Monday, January 12, 2015

Jabbered to Death: Counterproductivity Software, or TPS Reports in the Age of the Interwebs

" I'm going to need those TPS reports... ASAP..."  - Bill Lumbergh in Office Space.

* Side note: occasionally I apply a literary device called sarcasm, as well as hyperbole and stating the truth in a humorous or reframed way.  A good example of that is found in the comment about SLAs.  Aside from blogs (especially technology blogs - hopefully this one doesn't induce as much sleep as some others) being more readable if they consist of some entertainment value, there is often helpful truth hidden in humor.  The degree of that depends on the reader, and the topic.  Any sore toes with what is written here are unintentional, and we all know as professionals that even the best tools and methods get stretched and misused from time to time.  We also know that there are no absolutes, and that any resemblance to companies/departments living, or soon to be scooped up by the Google-Facebook Complex are sheerly coincidental, except for sanitized exemplars.  So please enjoy, and if you receive a laugh, so much the better.  If you receive good inspiration from this, then you owe me a penny.  To understand that last comment,  you may want to consider furthering your education in the Center for Information and Comunication Sciences at Ball State University.  Knowledge is a "Force" multiplier.

DATASET CONTENT:
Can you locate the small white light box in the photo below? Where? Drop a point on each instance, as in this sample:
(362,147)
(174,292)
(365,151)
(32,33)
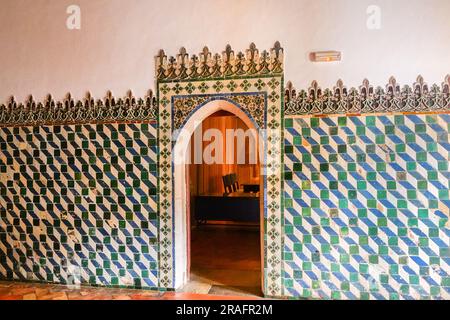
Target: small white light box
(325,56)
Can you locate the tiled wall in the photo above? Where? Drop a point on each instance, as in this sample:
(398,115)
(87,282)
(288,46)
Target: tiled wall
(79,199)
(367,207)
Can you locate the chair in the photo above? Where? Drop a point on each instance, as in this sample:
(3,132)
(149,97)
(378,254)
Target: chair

* * *

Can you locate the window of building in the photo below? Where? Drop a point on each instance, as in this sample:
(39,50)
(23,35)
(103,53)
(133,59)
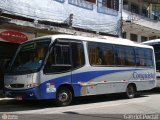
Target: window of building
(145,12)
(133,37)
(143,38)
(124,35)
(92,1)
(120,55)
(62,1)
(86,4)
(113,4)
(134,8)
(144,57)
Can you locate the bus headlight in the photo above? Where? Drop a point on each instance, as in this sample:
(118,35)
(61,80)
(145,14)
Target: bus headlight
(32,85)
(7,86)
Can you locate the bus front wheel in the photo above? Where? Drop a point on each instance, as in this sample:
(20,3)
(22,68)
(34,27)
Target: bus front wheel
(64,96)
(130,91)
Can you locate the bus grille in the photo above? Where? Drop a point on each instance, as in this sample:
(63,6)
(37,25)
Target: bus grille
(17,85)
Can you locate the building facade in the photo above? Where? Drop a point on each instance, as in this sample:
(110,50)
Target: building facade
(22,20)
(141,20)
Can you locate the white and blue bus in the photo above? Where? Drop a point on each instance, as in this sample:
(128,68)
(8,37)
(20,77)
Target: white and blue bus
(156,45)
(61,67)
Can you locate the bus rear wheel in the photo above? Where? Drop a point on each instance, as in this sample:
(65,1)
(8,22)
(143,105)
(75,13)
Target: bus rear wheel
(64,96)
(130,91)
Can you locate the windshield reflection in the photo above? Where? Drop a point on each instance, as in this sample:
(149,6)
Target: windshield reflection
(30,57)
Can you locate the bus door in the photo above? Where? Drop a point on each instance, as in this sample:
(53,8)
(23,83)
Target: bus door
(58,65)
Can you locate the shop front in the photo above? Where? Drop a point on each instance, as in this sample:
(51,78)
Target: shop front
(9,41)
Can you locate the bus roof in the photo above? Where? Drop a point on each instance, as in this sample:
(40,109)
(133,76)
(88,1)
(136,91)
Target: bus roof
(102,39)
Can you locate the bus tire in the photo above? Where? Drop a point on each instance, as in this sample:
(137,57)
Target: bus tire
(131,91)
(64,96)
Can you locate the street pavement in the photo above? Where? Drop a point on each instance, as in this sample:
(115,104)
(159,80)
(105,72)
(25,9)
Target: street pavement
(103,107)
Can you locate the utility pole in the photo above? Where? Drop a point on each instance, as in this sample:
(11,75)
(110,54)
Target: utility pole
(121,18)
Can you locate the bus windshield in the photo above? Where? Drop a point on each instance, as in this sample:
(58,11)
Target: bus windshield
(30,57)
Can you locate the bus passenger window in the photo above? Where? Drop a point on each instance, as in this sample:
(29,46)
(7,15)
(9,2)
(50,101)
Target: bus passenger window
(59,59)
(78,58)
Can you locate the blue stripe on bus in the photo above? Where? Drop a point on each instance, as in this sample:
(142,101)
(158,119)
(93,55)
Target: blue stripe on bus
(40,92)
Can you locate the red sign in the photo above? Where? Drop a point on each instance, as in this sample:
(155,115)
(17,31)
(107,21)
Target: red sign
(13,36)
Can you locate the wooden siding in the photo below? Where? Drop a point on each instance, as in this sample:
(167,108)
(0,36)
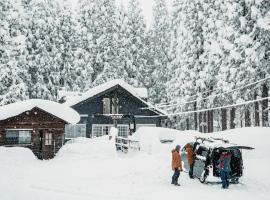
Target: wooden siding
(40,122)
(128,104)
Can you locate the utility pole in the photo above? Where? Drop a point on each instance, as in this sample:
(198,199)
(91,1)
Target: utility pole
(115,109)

...

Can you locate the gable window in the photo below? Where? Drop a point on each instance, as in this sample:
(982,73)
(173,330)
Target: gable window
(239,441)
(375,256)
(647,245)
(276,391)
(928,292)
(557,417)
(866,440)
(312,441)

BRIEF 1:
In the blog post, which film is the opening quotation from?
BRIEF 2:
Please transcribe the part of the blog post starting at "Jabbered to Death: Counterproductivity" and ending at "in Office Space.".
BRIEF 3:
Translate this sentence from the blog post into Spanish: "The degree of that depends on the reader, and the topic."

REPLY 1:
Office Space.

REPLY 2:
Jabbered to Death: Counterproductivity Software, or TPS Reports in the Age of the Interwebs

" I'm going to need those TPS reports... ASAP..."  - Bill Lumbergh in Office Space.

REPLY 3:
El grado de eso depende del lector y del tema.